**Tasks to complete:**
1. Can you rewrite the paragraph of the Indiana–IBM welfare contract article that begins "The contract they perfected" as a short bulleted list that keeps its main facts?
2. Could you carry the Indiana–IBM welfare contract article forward, picking up after its final paragraph?

**Extract:**
Before the stormy falling out between the state of Indiana and IBM led to the cancelation of a $1.3 billion welfare services contract, before the ensuring years of litigation, something happened 10 years ago that now seems like a harbinger.
Krieg DeVault LLP partner William Neale was working into a Sunday evening in March 2006. He and other lawyers at the firm were trying to land the state business of writing the agreement governing privatization of eligibility determinations for Indiana welfare benefits.
Neale left his office in the Regions Tower mere hours before a freak spring storm later that night smashed out the windows of his office and others on several floors atop the high-rise.
“Had it happened during the business day, I’m convinced people would have been sucked out of this building,” Neale said from the firm’s 27th-floor office. “It’s just a miracle that nobody was injured or killed.”
The next day, Krieg DeVault lawyers met with representatives of the Indiana Family and Social Services Administration, but Neale said the storm changed the order of business. “Now, we’re going to talk about disaster preparedness first,” he said. “That was built into everything we were talking about.”
Disaster preparedness remained a focus for Neale and Krieg DeVault partner Bob Greising as they led a team that drafted the most complex transaction either ever handled. “It was not a cookie-cutter,” said Greising, who along with Neale has facilitated numerous large public-private partnership agreements and complex transactions.
Greising said most private transactions deal with personal and economic interests, but this was different. Public interest and public policy were at stake. “We talked about the need to protect our most vulnerable citizens, the importance of continuity of services, no matter what happened,” he said. “There was an element of empathy, an element of servanthood” among those working on the master services agreement.
The contract they perfected protected the state, the Indiana Supreme Court ruled March 22. The court ruled IBM’s performance under the contract was a material breach and remanded the nearly six-year-old litigation to Marion Superior Judge David Dreyer for a determination of the state’s damages, while affirming about $50 million in damages for IBM.
“The trial court’s determination that IBM did not materially breach the agreement is incorrect as it ignored uncontroverted evidence and made several legal errors,” Justice Steven David wrote for the court. “ ... Because IBM failed to perform satisfactorily as determined by the State (and by its own admission), consistently failed to meet certain timeliness metrics, and failed to assist the State in achieving its Policy Objectives, we hold that IBM did materially breach the MSA through its collective breaches in light of the MSA as whole,” David wrote.

**Material:**
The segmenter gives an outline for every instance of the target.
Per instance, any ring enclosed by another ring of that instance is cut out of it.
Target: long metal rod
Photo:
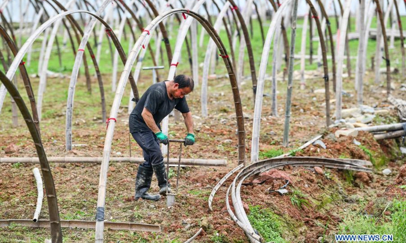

**Written responses:**
1.
- On March 22, the Indiana Supreme Court ruled that the contract protected the state.
- The court held that IBM's performance under the contract was a material breach.
- It sent the nearly six-year-old litigation back to Marion Superior Judge David Dreyer to determine the state's damages.
- It affirmed about $50 million in damages for IBM.

2.
The FSSA privatization policy championed by then-Gov. Mitch Daniels was controversial, but Neale said that was never an issue during what he called sometimes “strong” negotiations between the state and IBM in crafting the contract. The parties realized they would be working together, and it was in everyone’s interest to reach solutions as the agreement was being written.
Daniels’ chief of staff Earl Goode said the administration saw a need to modernize FSSA, which was dealing with 1960s-era technology. It believed IBM’s expertise could deliver. But as problems arose early in the 10-year deal, Goode was appointed to a task force to review IBM’s work.
“We determined that continuing (with IBM) was not going to get the desired results,” Goode said, which led to the termination of the contract and resulting litigation. Senior FSSA staff took charge and retained some IBM subcontractors. “Within a few months, we actually got back on track.”
Despite the tumult, Goode said the state ultimately benefitted. Indiana went from having one of the poorest records of welfare delivery to one of the best in terms of response time, accuracy and fraud prevention. The contract, he said, was the key.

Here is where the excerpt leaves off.